**Exercise details**. Every line of the records below should be restated exactly.

Point labeling examples:
※
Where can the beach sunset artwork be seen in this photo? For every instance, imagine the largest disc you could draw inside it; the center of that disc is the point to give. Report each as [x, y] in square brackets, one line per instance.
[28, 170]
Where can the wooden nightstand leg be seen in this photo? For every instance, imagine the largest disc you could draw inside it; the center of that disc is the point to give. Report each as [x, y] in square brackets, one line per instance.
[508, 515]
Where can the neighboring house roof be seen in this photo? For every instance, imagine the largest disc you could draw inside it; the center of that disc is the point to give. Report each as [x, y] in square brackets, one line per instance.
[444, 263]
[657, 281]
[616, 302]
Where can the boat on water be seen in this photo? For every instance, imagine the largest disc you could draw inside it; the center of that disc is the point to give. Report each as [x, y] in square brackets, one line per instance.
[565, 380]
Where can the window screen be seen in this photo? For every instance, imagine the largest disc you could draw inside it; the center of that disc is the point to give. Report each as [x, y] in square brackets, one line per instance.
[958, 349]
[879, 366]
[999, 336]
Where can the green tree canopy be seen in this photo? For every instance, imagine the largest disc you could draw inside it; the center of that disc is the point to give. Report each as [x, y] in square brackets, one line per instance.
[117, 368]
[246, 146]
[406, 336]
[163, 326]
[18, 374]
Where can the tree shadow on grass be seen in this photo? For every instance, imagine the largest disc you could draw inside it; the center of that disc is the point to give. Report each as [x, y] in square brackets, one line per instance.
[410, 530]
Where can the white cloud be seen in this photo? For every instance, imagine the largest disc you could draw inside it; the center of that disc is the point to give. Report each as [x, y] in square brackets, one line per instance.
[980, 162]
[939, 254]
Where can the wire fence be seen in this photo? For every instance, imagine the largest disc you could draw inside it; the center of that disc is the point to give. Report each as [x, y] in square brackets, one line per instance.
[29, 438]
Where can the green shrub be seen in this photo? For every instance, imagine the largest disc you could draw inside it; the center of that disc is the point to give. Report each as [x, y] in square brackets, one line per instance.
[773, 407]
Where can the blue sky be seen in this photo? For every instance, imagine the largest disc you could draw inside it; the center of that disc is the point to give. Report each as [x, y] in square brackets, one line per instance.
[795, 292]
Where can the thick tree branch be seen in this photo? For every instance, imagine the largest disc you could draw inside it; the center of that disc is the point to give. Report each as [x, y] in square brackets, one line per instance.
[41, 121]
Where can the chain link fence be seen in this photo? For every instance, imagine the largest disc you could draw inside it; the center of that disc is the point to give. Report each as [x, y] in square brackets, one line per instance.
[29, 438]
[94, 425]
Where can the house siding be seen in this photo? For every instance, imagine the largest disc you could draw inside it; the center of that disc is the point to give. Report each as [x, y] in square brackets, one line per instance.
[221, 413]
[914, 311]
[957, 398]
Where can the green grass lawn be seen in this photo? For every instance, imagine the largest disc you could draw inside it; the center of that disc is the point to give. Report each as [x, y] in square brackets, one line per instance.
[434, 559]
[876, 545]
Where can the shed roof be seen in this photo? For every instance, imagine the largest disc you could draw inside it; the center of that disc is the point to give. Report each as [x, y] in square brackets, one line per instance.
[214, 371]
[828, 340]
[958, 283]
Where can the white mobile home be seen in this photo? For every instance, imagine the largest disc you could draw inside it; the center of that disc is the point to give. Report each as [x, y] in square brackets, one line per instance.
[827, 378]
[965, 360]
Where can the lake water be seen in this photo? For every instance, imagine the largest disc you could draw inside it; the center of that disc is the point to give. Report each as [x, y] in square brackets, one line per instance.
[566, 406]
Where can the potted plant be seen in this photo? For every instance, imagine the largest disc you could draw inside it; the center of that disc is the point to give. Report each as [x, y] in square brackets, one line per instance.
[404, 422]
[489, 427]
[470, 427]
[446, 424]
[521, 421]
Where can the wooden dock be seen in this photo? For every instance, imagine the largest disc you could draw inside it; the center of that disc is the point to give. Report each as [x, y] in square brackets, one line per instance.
※
**Answer in full**.
Where can the beach sunset artwork be seen in this photo? For every instance, imagine the largest disc you could draw inside it; the center of that disc is the point to give. Report each as [x, y] in square brackets, one line per instance.
[28, 170]
Where can the wooden nightstand leg be seen in this photo? For every instance, imagine the largest disc you could draw inside it; the center of that disc is the point to give. Report each as [x, y] in square brackets, one line per instance.
[508, 515]
Where can the neighboring house roof be seen in this photo? For every instance, imagine the largest disc you could draw inside it; the center of that disc is the point to give. Report each as [x, y] in square brackets, one line per instance.
[444, 263]
[657, 281]
[616, 302]
Where can the boat on water be seen in this photo? For every instance, imagine the largest disc you could draw inside it; the center of that disc is the point to give. Report each as [x, y] in square brackets, one line per instance.
[565, 380]
Where can the window screen be seen in this photo? For every instance, imagine the largest disc you could draw inside it; the center of that disc is the point to give. Report each as [x, y] in square brackets, one line per instance.
[958, 349]
[879, 366]
[999, 336]
Where can the green tree canopy be seen in this photo? For every instance, imagine the largest disc you could draw inside it; the center of that disc is the point to give. Report each as [x, y] in square brackets, one line per instance.
[117, 368]
[246, 146]
[406, 336]
[163, 326]
[18, 374]
Where can the tree shadow on grass be seen in this photo? For every instance, imagine the largest disc you could draw inside it; the center of that disc is the point to give. Report each as [x, y] in square brackets, one line per instance.
[410, 530]
Where can the white cloud be seen in this photo? For every instance, imagine the largest disc you could draw inside it; the center of that disc is the point to give. Report each as [x, y] in square brackets, one line per instance.
[980, 162]
[939, 254]
Where can the wire fence be seen in this photo? For every instance, imagine the largest disc you could draw inside it; the center of that disc is the point to give. Report each as [x, y] in square brackets, one line per instance.
[29, 438]
Where can the green shrub be seen in this photo? For every instance, imagine the largest disc you could draw inside it; the center of that disc is the point to give. Report each as [x, y] in square brackets, one line per instance.
[773, 407]
Where can the blue sky be seen in this photo? For every instance, imagine the largest disc you could draw inside it; the center of that disc is the point to give. Report each as [x, y] in square brackets, one line per instance.
[795, 292]
Where can the thick tree branch be seen in this photo? For every instance, imagine the largest disc you could draw inside it; the center of that disc is the point to give. Report each as [x, y] in square brackets, one line per instance.
[41, 121]
Where can the chain link fence be seen in this photo? For every instance, imagine the largest disc you could draw inside it; the center of that disc is the point to give. Report each as [x, y] in square brackets, one line per instance.
[29, 438]
[94, 425]
Where can the house siding be seen in this photo? For every instance, imagine the largest disc you could draw inside it; the center of that disc is the point to give. Report each as [x, y] in square brackets, one line per instance.
[221, 413]
[914, 311]
[957, 398]
Where can the green grass lawn be seen in this photo? For every instance, imagine the largest disc you could draw inside it; the center of that disc is the point to give. Report each as [x, y] in square brackets, one line per instance.
[434, 559]
[876, 545]
Where can the shed roof be seen in this photo? For every instance, imagine the largest disc you could draw inside it; the center of that disc is the point to give. Report each as [x, y] in square brackets, one line per instance.
[214, 371]
[828, 340]
[958, 283]
Where can the white mobile home be seen in this photo? For every instance, imagine the largest disc you could draw inside it; the center of that disc is the point to give. Report each as [x, y] in square brackets, one line per instance.
[827, 378]
[965, 360]
Where can the lake water be seen in this photo? For every instance, imagine the largest disc you could draw inside it; the center of that disc is the point to give. Report each as [x, y] in square brackets, one line per instance.
[566, 406]
Where can the potted plant be seen in this photo? For every instance, imagine the largest disc you could draw inside it; the center of that disc is the point to give. Report each as [x, y] in square brackets, one line per instance.
[404, 422]
[489, 427]
[470, 427]
[446, 424]
[521, 421]
Where can the wooden dock be seen in this photo? For every instance, imagine the largest disc you could draw inside it; the center of that disc is the point to give. Report each as [x, y] in square brackets, one line per instance.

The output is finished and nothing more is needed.